Records contained in a dataset.
= = =
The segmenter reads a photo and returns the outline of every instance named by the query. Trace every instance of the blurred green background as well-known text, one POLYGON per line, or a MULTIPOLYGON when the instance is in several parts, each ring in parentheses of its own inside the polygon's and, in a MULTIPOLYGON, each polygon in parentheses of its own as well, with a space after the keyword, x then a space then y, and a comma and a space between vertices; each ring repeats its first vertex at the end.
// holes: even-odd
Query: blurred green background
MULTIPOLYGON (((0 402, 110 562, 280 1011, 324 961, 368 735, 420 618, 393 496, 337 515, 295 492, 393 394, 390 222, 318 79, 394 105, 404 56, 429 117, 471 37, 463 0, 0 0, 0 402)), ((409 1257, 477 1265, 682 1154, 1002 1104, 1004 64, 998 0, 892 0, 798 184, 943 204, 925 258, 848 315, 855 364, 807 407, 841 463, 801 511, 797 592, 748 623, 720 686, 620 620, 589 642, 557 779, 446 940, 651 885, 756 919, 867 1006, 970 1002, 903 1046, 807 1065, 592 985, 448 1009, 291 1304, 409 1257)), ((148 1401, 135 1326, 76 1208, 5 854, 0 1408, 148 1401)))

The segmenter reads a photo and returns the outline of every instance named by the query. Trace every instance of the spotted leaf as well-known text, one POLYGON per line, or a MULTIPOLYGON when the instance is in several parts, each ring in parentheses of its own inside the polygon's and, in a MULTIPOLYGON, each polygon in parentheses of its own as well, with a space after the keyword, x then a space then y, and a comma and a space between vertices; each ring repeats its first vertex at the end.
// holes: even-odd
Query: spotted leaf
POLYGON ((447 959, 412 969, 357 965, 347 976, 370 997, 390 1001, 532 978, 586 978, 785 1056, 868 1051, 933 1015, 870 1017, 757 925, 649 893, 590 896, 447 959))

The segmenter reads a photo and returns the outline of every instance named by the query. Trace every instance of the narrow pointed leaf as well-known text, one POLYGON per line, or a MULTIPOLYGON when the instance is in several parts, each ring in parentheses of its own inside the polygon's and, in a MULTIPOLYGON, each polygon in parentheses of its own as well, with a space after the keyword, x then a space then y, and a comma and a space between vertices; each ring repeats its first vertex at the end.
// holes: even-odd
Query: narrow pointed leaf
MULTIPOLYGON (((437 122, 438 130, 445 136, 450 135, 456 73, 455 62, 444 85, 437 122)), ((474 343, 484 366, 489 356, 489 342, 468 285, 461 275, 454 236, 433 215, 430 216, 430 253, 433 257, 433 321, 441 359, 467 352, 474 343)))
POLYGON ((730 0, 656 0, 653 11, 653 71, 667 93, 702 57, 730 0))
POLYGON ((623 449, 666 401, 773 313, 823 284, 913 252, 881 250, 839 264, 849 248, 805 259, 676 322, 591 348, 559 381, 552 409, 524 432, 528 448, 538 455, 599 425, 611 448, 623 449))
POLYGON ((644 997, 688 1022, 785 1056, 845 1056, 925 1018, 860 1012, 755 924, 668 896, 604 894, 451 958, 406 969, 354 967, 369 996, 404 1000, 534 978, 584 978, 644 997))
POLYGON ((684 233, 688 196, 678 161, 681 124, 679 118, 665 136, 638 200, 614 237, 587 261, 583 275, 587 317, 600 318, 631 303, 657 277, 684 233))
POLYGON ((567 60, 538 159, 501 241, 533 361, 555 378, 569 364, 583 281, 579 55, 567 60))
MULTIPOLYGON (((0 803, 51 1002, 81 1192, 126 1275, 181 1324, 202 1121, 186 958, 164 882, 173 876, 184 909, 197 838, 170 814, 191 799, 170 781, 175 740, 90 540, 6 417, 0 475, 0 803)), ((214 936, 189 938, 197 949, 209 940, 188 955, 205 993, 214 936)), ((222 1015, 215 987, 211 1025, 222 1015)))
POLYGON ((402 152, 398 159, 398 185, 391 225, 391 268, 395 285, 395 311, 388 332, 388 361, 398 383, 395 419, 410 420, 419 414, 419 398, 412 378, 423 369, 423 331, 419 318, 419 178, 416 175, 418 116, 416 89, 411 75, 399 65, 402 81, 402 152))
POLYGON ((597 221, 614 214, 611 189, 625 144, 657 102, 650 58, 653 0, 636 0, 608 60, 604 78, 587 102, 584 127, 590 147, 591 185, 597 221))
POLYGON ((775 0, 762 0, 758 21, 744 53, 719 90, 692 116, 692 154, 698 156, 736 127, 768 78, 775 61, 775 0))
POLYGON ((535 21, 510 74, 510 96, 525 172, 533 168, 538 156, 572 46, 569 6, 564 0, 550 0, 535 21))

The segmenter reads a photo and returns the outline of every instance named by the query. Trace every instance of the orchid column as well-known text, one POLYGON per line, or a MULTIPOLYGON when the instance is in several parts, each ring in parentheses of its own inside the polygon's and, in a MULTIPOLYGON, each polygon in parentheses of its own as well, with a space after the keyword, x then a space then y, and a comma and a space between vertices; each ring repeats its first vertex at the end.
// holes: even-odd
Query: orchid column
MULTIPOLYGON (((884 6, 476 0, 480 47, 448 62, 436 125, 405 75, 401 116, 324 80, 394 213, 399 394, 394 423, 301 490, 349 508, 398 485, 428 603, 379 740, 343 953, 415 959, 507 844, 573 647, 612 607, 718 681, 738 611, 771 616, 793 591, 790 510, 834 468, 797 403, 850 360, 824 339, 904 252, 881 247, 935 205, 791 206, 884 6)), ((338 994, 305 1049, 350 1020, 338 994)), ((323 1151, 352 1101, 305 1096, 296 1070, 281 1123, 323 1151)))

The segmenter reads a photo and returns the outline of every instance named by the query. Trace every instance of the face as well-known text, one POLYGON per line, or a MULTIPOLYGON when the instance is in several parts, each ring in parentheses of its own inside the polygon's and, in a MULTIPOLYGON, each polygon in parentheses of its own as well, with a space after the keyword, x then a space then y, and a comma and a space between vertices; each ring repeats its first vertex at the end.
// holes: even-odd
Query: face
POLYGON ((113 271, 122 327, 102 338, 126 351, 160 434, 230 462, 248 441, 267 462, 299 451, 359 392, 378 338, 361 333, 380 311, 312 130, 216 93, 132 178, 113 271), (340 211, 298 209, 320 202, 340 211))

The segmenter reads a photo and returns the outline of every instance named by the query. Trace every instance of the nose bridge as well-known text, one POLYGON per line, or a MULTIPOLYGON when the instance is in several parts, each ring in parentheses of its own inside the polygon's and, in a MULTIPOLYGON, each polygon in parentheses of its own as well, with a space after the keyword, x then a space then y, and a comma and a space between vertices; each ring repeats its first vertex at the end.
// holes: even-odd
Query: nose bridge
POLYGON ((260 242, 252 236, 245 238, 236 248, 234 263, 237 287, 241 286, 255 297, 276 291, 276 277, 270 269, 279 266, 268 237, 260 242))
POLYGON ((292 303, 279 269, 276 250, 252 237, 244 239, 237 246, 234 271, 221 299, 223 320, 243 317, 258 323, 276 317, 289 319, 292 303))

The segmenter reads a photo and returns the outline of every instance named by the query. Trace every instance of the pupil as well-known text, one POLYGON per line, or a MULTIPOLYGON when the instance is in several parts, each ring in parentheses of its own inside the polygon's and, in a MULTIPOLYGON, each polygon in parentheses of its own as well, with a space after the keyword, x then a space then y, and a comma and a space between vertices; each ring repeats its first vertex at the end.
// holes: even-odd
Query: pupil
= = =
Each entry is to be retyped exactly as it appears.

REPLY TO THE EXERCISE.
The segmenter reads a photo and returns the outline of every instance named by the query. Trace every instance of the blurred green background as well-known text, one POLYGON per line, or a MULTIPOLYGON when the instance is in several parts, each ring in parentheses of its own inside the polygon's and, in a MULTIPOLYGON, each polygon in parentheses of its own as well, with a space after the keyword, x then a space then y, and a comma and a space between vertices; each ring repeats its first vertex at the end.
// holes: even-odd
Query: blurred green background
MULTIPOLYGON (((0 402, 110 562, 280 1011, 324 961, 368 735, 420 618, 393 496, 337 515, 295 492, 393 394, 390 222, 318 79, 394 105, 404 56, 429 117, 471 37, 463 0, 0 0, 0 402)), ((409 1257, 477 1265, 682 1154, 1002 1104, 1004 64, 998 0, 892 0, 798 184, 943 204, 925 258, 848 315, 855 364, 807 407, 841 463, 801 511, 797 592, 748 623, 720 686, 620 620, 589 642, 557 779, 446 940, 651 885, 756 919, 867 1006, 970 1002, 903 1046, 807 1065, 592 985, 448 1009, 291 1304, 409 1257)), ((148 1401, 135 1326, 76 1208, 5 854, 0 1408, 148 1401)))

The segmenter reads a photo and returns the outline of every instance named by the query. Trace every instance of the spotted leaf as well-known text, one POLYGON per line, or a MULTIPOLYGON when the instance is in several parts, each ring in parentheses of its own inside the polygon's and, in a MULTIPOLYGON, each polygon in parentheses of its own as well, with a space after the keyword, x then a space then y, and a comma and a space between vertices; each ring repeats its first vertex at the end.
// holes: even-odd
Query: spotted leaf
POLYGON ((447 959, 412 969, 357 965, 347 976, 370 997, 390 1001, 532 978, 586 978, 785 1056, 868 1051, 933 1015, 870 1017, 757 925, 649 893, 590 896, 447 959))

The segmenter reads a photo and returns the outline of every instance named by the query. Trace every instance of the narrow pointed leaf as well-known text, one POLYGON per line, or a MULTIPOLYGON when the instance is in several parts, each ring in parentheses of its own inside the polygon's and, in a MULTIPOLYGON, each polygon in parentheses of its own as well, with a space after the keyword, x then a space then y, and a comma and a space between vertices; each ring repeats its first vertex at the end.
// holes: even-odd
Query: narrow pointed leaf
MULTIPOLYGON (((437 122, 438 130, 445 136, 450 135, 456 73, 455 62, 444 85, 437 122)), ((474 343, 484 366, 489 356, 489 342, 468 285, 461 275, 454 236, 433 215, 430 216, 430 253, 433 257, 433 321, 441 359, 467 352, 474 343)))
POLYGON ((730 0, 656 0, 653 11, 653 71, 667 93, 702 57, 730 0))
POLYGON ((623 449, 666 401, 773 313, 823 284, 913 252, 881 250, 839 264, 849 248, 805 259, 676 322, 591 348, 559 381, 552 409, 524 432, 528 448, 538 455, 599 425, 611 448, 623 449))
POLYGON ((644 997, 688 1022, 785 1056, 845 1056, 925 1018, 860 1012, 755 924, 668 896, 604 894, 451 958, 406 969, 354 967, 369 996, 404 1000, 534 978, 584 978, 644 997))
POLYGON ((684 233, 688 196, 678 161, 681 124, 679 118, 665 136, 638 200, 614 237, 587 261, 583 275, 587 317, 600 318, 631 303, 657 277, 684 233))
POLYGON ((567 60, 538 159, 501 241, 533 361, 555 378, 569 364, 583 281, 579 55, 567 60))
MULTIPOLYGON (((0 803, 51 1002, 81 1192, 126 1275, 181 1324, 202 1121, 186 958, 164 882, 173 876, 184 909, 197 838, 170 814, 191 799, 170 781, 175 740, 90 540, 6 417, 0 475, 0 803)), ((214 936, 189 938, 197 949, 209 940, 188 955, 205 993, 214 936)), ((222 1015, 215 987, 211 1025, 222 1015)))
POLYGON ((402 152, 398 159, 398 185, 391 225, 391 268, 395 285, 395 311, 388 332, 388 361, 398 383, 395 419, 410 420, 419 414, 419 398, 412 378, 423 369, 423 331, 419 318, 419 178, 416 175, 418 116, 416 89, 411 75, 399 65, 402 81, 402 152))
POLYGON ((597 221, 614 214, 611 189, 625 144, 657 102, 650 58, 653 0, 636 0, 608 60, 604 78, 587 102, 584 127, 590 147, 591 185, 597 221))
POLYGON ((775 0, 762 0, 758 21, 744 53, 719 90, 692 116, 692 154, 698 156, 736 127, 768 78, 775 61, 775 0))
POLYGON ((535 21, 510 74, 510 96, 525 172, 533 168, 538 156, 572 46, 569 6, 564 0, 550 0, 535 21))

The segmenter reads a photo and returns the outline of every instance named by the query. Trace every instance of the orchid column as well-known text, one POLYGON per line, or a MULTIPOLYGON when the instance is in several parts, each ring in parentheses of its own inside the polygon's and, in a MULTIPOLYGON, each polygon in parentheses of its own as well, with a space after the keyword, x then a space then y, and a comma and a space between vertices; each ring repeats its first vertex at the end.
// holes: even-odd
Query: orchid column
MULTIPOLYGON (((884 6, 476 0, 480 47, 448 62, 436 125, 405 75, 401 116, 324 80, 394 213, 399 394, 394 423, 301 490, 349 508, 398 485, 428 603, 379 740, 343 953, 415 959, 507 844, 573 647, 612 607, 718 681, 738 611, 771 616, 793 591, 790 510, 834 468, 797 403, 850 360, 824 339, 904 252, 881 247, 935 205, 791 206, 884 6)), ((338 994, 305 1049, 350 1020, 338 994)), ((323 1151, 352 1101, 305 1096, 296 1070, 281 1123, 323 1151)))

The segmenter reads a photo and returns the outline of every instance named by the query. Trace every instance of the face as well-known text, one POLYGON per line, or a MULTIPOLYGON when the instance is in several parts, each ring in parentheses of its own inside the polygon's and, in a MULTIPOLYGON, each polygon in parentheses of its own as well, with a space after the keyword, x then a space then y, and a comma and a space between vertices; each ring repeats its first vertex at the end.
// holes: even-odd
Query: face
POLYGON ((113 271, 122 327, 102 338, 126 351, 160 434, 230 462, 248 441, 267 462, 299 451, 359 392, 378 338, 361 333, 380 311, 312 130, 216 93, 132 178, 113 271), (340 211, 298 209, 320 202, 340 211))

The segmenter reads a photo and returns the outline of every instance named by the query. Trace every instance of the nose bridge as well-known text, one POLYGON per line, or a MULTIPOLYGON when the instance is in several parts, each ring in parentheses of its own inside the polygon's and, in a MULTIPOLYGON, each polygon in parentheses of its own as well, with a space after the keyword, x then a space then y, and a comma and a space between vertices; each ring repeats its first vertex at the end.
// holes: even-odd
Query: nose bridge
POLYGON ((260 242, 252 236, 245 238, 236 248, 234 263, 237 287, 241 286, 255 297, 276 291, 276 277, 270 269, 279 266, 268 237, 260 242))
POLYGON ((292 303, 279 269, 276 250, 252 237, 244 239, 237 246, 234 271, 221 299, 223 320, 243 317, 258 323, 276 317, 289 319, 292 303))

The segmenter reads a photo and returns the outline of every instance named by the query. Trace every instance of the pupil as well-known text, one POLYGON per line, or a MULTIPOLYGON when the instance is in several parts, each ring in parentheses of its own inside the polygon's and, in a MULTIPOLYGON, each polygon in parentheses of its own as well, with a space after the keyword, x then a space then y, and a comma and a space between vertices; each ring repeats its first vertex at the end.
// holes: even-odd
Query: pupil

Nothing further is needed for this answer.